Task prompt: List every line in the rows below that contains the string "books", copying each such line in full.

——

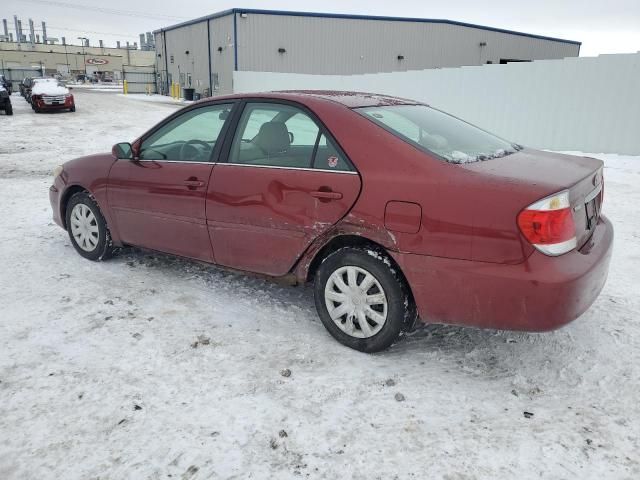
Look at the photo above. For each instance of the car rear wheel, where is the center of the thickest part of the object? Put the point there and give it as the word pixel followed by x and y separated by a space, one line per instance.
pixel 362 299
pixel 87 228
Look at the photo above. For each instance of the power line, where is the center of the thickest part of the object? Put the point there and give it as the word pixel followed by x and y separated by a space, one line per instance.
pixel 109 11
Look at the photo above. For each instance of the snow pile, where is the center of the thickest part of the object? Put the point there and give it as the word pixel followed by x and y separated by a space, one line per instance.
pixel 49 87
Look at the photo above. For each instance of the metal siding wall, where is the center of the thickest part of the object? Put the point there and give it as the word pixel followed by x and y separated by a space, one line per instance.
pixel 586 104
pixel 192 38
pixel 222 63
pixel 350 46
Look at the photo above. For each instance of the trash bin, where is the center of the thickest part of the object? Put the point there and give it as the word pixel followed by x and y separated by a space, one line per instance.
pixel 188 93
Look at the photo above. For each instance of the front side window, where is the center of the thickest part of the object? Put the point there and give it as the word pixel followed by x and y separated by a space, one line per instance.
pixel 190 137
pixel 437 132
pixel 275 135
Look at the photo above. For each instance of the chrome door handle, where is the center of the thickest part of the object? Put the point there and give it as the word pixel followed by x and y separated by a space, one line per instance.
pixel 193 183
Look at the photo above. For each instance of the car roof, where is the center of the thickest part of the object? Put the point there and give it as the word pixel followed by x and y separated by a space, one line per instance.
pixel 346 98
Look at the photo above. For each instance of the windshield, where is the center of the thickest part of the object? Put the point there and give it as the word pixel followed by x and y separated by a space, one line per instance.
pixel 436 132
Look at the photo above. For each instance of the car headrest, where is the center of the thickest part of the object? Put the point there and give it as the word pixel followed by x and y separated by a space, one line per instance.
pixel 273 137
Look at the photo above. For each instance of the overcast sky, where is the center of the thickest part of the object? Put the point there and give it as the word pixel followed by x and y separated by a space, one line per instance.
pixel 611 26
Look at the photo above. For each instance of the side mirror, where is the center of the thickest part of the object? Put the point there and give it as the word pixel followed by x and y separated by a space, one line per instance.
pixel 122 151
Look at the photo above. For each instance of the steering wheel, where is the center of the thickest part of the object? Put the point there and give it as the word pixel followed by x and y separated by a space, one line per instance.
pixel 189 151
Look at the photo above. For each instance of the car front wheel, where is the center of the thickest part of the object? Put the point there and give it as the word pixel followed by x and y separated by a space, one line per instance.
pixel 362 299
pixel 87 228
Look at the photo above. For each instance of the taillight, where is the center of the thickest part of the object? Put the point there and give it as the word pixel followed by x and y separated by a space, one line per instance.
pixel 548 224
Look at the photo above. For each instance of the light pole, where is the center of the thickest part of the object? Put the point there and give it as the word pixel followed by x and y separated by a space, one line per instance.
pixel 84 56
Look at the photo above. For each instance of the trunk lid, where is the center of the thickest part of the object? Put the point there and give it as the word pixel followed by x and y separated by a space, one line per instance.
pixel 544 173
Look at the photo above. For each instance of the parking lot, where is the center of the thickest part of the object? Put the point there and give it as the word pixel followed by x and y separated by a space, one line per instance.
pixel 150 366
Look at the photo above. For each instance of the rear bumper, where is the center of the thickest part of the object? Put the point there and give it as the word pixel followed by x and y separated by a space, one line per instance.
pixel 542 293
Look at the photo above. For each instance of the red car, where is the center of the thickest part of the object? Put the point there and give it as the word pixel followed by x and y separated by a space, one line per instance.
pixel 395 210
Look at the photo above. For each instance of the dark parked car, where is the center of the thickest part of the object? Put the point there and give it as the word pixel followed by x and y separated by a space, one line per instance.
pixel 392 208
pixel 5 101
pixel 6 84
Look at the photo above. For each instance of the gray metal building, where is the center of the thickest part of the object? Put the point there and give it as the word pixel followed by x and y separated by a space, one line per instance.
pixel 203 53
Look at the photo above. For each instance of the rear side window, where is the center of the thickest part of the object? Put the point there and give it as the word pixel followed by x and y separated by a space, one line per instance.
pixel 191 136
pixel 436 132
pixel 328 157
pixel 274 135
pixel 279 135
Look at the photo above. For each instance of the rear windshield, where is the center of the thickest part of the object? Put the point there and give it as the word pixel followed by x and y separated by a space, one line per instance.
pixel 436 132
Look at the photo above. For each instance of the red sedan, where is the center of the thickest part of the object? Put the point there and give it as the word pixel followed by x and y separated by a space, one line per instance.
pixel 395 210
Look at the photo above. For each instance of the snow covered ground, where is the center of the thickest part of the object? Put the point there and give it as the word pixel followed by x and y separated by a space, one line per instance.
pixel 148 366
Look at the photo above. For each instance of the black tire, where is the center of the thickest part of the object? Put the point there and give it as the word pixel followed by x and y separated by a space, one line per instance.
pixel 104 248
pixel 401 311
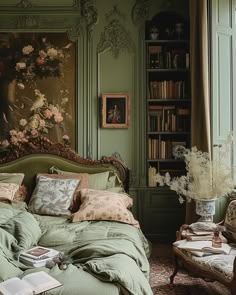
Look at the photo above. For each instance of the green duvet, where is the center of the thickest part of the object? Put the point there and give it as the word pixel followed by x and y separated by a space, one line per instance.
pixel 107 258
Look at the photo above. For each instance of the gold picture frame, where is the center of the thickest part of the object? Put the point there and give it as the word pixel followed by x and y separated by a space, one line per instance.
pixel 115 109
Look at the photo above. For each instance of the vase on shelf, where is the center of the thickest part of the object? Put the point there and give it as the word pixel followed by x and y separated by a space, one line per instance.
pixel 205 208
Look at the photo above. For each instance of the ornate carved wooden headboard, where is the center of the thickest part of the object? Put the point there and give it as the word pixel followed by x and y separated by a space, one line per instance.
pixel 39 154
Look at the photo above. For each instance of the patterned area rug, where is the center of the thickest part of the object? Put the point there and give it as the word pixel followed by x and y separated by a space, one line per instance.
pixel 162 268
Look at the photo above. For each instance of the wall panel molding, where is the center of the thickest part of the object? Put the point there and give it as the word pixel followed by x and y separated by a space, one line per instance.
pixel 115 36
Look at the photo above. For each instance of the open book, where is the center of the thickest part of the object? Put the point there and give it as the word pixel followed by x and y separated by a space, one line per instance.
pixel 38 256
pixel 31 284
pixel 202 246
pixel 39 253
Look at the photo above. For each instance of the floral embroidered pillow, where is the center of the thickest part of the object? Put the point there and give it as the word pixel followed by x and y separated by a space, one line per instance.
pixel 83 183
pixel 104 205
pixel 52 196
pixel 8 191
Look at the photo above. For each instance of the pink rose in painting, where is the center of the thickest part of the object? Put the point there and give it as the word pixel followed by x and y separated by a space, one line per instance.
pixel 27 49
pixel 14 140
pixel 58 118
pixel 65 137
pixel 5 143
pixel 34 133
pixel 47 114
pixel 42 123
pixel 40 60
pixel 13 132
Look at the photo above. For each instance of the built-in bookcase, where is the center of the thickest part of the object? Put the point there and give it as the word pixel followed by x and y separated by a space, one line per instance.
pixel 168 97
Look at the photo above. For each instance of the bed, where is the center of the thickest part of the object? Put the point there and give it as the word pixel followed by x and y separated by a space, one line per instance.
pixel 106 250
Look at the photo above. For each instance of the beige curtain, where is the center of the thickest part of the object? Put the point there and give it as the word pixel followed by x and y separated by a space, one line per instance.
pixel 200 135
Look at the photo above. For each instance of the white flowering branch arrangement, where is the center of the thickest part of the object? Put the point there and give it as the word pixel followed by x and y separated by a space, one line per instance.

——

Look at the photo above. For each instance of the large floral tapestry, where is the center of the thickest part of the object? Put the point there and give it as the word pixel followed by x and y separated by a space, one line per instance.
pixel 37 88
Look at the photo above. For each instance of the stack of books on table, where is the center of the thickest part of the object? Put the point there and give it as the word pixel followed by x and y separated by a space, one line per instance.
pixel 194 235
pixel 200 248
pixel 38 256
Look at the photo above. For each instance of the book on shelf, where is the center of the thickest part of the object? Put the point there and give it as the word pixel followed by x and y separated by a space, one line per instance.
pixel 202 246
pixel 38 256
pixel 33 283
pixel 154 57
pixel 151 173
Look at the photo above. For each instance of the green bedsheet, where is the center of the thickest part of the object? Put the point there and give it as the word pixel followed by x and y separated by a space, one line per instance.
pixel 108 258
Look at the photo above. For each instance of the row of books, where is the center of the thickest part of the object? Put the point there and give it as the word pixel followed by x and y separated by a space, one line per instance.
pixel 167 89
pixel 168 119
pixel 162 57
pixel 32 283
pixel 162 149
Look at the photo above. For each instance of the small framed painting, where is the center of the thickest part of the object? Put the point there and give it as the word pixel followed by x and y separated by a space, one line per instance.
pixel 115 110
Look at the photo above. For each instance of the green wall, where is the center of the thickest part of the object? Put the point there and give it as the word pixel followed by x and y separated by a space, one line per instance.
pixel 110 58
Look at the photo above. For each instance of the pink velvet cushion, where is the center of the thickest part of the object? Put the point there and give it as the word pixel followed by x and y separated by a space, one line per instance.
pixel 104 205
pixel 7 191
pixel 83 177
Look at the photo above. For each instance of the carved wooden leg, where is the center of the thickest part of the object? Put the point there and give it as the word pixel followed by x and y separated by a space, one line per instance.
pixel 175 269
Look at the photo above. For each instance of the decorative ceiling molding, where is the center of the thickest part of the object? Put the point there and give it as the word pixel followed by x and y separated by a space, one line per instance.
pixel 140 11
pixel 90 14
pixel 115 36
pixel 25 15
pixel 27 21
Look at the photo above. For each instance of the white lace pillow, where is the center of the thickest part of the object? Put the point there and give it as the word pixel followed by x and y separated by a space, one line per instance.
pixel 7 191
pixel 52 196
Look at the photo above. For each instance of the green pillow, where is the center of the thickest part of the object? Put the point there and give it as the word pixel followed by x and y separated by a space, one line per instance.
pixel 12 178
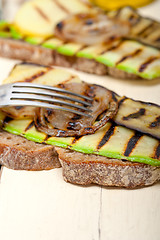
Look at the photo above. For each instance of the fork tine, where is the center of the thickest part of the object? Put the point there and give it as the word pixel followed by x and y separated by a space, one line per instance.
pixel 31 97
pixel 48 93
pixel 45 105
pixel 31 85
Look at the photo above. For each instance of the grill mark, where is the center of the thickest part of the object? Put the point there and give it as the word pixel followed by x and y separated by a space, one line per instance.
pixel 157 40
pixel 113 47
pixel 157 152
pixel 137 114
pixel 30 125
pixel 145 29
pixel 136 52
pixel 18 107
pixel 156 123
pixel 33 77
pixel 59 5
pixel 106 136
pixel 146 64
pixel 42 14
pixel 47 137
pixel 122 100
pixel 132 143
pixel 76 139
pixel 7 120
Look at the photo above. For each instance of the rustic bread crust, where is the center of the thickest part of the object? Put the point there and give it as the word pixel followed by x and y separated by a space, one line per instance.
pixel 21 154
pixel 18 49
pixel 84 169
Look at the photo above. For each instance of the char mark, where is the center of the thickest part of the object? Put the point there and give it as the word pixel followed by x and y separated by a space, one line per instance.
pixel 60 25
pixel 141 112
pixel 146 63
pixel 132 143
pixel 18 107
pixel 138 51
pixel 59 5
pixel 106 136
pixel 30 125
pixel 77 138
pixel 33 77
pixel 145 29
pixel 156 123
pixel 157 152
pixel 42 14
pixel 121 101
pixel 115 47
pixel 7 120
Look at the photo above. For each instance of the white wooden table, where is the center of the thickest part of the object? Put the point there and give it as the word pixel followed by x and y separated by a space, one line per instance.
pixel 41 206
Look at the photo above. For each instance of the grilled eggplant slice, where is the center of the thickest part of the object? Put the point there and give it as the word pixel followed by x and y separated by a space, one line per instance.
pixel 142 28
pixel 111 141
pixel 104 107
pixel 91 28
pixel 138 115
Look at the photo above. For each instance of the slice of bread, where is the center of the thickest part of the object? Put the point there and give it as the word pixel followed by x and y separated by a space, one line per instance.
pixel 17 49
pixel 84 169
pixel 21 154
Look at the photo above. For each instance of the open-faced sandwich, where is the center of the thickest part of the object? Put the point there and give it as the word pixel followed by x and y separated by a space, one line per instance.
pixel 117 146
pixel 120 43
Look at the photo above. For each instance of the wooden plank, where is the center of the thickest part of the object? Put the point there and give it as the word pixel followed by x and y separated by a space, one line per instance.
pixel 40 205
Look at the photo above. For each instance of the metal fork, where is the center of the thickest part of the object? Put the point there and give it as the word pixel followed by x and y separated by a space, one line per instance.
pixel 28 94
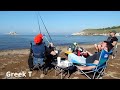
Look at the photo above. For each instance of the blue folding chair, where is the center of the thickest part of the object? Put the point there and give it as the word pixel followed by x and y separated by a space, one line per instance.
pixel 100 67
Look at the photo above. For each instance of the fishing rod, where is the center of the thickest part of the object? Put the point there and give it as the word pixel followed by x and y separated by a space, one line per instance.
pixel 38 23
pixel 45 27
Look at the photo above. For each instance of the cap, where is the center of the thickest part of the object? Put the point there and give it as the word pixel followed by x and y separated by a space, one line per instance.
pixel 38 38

——

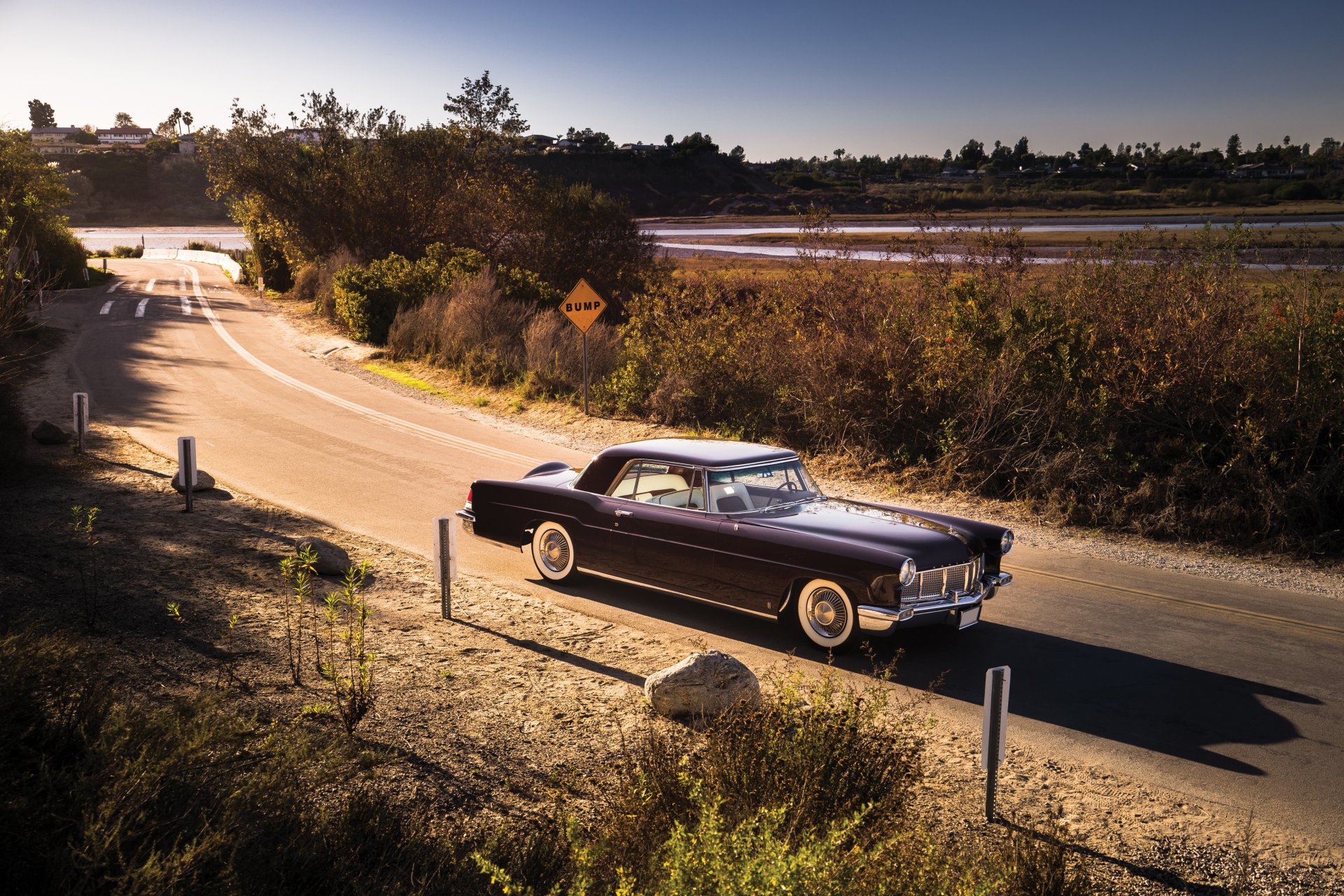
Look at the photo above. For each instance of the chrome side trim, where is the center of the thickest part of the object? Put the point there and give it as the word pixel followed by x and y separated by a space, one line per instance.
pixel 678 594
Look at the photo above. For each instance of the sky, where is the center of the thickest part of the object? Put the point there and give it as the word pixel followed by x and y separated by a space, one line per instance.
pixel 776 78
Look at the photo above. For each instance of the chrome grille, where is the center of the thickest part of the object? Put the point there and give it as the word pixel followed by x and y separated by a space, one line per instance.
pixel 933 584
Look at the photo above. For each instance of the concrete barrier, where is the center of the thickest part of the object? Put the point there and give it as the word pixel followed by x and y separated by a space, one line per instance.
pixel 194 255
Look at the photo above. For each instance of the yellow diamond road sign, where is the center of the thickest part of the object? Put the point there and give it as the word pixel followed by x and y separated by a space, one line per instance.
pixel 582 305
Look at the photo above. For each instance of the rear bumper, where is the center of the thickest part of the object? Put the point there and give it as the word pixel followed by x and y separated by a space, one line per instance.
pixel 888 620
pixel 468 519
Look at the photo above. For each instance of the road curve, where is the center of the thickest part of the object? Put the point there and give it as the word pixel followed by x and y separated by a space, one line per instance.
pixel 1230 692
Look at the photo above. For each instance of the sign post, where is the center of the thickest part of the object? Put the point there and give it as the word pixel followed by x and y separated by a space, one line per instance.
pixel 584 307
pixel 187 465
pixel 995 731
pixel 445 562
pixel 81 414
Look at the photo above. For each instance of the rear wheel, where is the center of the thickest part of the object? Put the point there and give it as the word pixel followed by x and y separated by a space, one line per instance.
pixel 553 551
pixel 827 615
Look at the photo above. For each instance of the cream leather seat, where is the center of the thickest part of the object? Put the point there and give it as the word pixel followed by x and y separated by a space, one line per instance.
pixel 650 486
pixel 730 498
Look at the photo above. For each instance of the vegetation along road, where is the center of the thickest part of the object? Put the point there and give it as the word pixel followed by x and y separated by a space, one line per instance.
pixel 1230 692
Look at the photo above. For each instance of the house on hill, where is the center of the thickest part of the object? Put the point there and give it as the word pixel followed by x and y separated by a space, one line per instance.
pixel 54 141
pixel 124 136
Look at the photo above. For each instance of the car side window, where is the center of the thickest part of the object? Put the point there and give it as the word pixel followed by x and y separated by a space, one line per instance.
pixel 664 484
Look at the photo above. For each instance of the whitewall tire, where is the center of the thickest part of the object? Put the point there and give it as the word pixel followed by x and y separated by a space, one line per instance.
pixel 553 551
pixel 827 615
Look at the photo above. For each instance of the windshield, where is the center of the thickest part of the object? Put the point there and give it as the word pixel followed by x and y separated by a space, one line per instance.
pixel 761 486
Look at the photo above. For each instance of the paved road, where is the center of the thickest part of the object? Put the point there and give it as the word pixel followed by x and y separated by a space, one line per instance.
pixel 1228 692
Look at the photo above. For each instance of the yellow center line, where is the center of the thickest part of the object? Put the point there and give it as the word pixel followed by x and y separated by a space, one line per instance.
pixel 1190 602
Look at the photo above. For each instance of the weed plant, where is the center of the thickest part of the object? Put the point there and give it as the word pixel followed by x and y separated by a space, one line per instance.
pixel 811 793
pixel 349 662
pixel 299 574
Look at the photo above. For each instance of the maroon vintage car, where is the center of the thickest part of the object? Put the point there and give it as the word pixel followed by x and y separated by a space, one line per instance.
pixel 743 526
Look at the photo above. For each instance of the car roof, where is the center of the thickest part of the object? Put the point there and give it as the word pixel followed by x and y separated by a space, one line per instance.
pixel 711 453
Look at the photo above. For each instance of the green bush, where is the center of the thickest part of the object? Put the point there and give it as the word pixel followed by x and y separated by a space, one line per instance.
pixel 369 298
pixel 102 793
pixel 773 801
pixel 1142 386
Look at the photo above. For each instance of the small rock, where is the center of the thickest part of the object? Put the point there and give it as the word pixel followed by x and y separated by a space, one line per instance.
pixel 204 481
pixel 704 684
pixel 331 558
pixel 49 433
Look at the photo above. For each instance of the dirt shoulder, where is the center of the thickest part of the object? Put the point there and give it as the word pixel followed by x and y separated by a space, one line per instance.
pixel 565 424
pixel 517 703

——

Solution for this exercise:
Look at the photo above. For each instance of the stack of books on table, where is the center of the thickest part of the object? Put the point there and give it as the word pixel followed by x and y separated by a space, one line per instance.
Look at the photo above. For each instance of the row of books, where is the center of the thickest part of the object? Put the point there and give it as the word pixel followed by x and y separated by a space, one line per instance.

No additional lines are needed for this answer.